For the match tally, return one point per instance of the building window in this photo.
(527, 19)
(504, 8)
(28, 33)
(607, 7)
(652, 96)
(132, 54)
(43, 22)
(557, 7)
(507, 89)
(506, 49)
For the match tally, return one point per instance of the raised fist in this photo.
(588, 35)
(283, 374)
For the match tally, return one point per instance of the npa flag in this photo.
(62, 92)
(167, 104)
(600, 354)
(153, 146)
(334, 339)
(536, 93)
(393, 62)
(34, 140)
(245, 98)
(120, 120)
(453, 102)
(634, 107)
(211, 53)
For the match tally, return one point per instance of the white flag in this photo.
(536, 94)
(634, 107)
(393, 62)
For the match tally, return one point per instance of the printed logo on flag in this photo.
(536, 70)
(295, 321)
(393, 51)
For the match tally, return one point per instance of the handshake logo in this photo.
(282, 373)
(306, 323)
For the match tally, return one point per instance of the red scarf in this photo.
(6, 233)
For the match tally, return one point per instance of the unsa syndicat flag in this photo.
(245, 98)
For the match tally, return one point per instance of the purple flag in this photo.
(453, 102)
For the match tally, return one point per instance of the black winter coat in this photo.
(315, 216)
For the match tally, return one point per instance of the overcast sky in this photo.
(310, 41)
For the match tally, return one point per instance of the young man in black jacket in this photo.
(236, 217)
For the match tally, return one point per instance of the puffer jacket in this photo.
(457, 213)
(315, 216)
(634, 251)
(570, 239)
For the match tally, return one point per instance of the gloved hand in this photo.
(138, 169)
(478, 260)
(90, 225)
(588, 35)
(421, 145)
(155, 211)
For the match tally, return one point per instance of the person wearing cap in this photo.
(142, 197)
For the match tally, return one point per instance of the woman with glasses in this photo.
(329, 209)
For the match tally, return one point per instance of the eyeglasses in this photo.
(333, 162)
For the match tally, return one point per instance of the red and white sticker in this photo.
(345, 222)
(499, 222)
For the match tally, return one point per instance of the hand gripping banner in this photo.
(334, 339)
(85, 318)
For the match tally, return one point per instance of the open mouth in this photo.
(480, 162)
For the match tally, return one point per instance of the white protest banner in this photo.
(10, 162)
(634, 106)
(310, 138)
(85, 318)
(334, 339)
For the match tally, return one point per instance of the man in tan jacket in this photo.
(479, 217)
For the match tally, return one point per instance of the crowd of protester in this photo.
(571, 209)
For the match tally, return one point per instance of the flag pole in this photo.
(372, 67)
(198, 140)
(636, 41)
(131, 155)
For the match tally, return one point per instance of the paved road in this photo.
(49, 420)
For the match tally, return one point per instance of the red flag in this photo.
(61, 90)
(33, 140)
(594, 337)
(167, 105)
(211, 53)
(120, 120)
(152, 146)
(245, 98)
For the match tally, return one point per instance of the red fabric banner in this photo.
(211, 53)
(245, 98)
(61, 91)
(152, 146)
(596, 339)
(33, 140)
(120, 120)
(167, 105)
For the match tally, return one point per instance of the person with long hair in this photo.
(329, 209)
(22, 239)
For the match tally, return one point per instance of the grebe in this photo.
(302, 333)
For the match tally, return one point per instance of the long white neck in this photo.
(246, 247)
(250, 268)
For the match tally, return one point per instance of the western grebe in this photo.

○ ○ ○ ○ ○

**Aim of the task:** Restate each line of the records above without any deviation.

**Exercise answer:**
For the match tally, return one point per instance of the building window in this photo.
(527, 19)
(504, 8)
(28, 33)
(607, 7)
(652, 96)
(132, 54)
(43, 22)
(557, 7)
(507, 89)
(506, 49)
For the match tally, return one point per instance of the raised fist in this photo.
(588, 35)
(283, 374)
For the match tally, return one point per instance of the npa flag in this photo.
(62, 92)
(167, 104)
(600, 354)
(153, 146)
(334, 339)
(536, 93)
(393, 62)
(34, 140)
(245, 98)
(120, 120)
(453, 102)
(634, 107)
(211, 53)
For the match tally, return one point per instance of the white flag in this photo.
(536, 94)
(634, 107)
(393, 62)
For the match tally, return one point per instance of the printed logo on flag in this photo.
(536, 70)
(295, 321)
(393, 51)
For the match tally, return one point per instance of the handshake logo in this photo.
(282, 373)
(306, 323)
For the match tally, return one point per instance of the red scarf in this photo.
(6, 233)
For the match tally, return one point per instance of the unsa syndicat flag in this photo.
(245, 98)
For the match tally, return one point per instance of the purple flag in this photo.
(453, 102)
For the match tally, return one point per instance of the black winter coat in this photo.
(315, 216)
For the match tally, return one point per instance of the overcast sky in this photo.
(310, 41)
For the match tally, return one point per instance of the young man in black jacket in this photo.
(236, 217)
For the match tally, return one point per instance of the puffer jacket in this photo.
(457, 213)
(315, 216)
(634, 251)
(570, 239)
For the match tally, return one point per instance of the gloved hand in this photo.
(138, 169)
(478, 260)
(90, 225)
(588, 35)
(421, 145)
(155, 211)
For the match tally, return one point per instance of the person wearing cap in this photo.
(142, 197)
For the match tally, return one point per instance of the woman with glasses in this photo.
(329, 209)
For the match tally, return one point per instance of the eyeglasses in this photo.
(333, 162)
For the match tally, return one point per instance of the red and white sticker in this photo.
(345, 222)
(499, 222)
For the match tally, return one point per instance of the hand gripping banner in this photo.
(334, 339)
(85, 318)
For the match tally, return one point per instance of the open mouth in this photo.
(480, 162)
For the match tally, return one point per instance of the white protest banner in this photo.
(10, 162)
(634, 106)
(310, 138)
(85, 318)
(334, 339)
For the match tally, return one point per instance of the man in tan jacket in this photo.
(479, 217)
For the match tally, return one point per instance of the crowd of protester in this photo.
(571, 209)
For the match tally, return one point per instance of the flag pole in this photo.
(372, 67)
(198, 140)
(636, 41)
(131, 155)
For the match tally, return one point per instance of the paved road in this photo.
(49, 420)
For the match tally, return one point per instance of the red flag in this photo.
(61, 90)
(33, 140)
(594, 337)
(167, 105)
(211, 53)
(120, 120)
(152, 146)
(245, 98)
For the match tally, return one point per instance of the red fabric banner in this photo.
(211, 53)
(245, 98)
(61, 91)
(152, 146)
(596, 339)
(33, 140)
(120, 120)
(167, 105)
For the match tally, return one point per instance of the person with long hair in this photo.
(329, 209)
(22, 239)
For the match tally, return one point per instance of the grebe in this photo.
(302, 333)
For the match tally, return one point per instance of the long white neck in this photo.
(246, 247)
(250, 268)
For the match tally, return one point per instance of the western grebe in this photo.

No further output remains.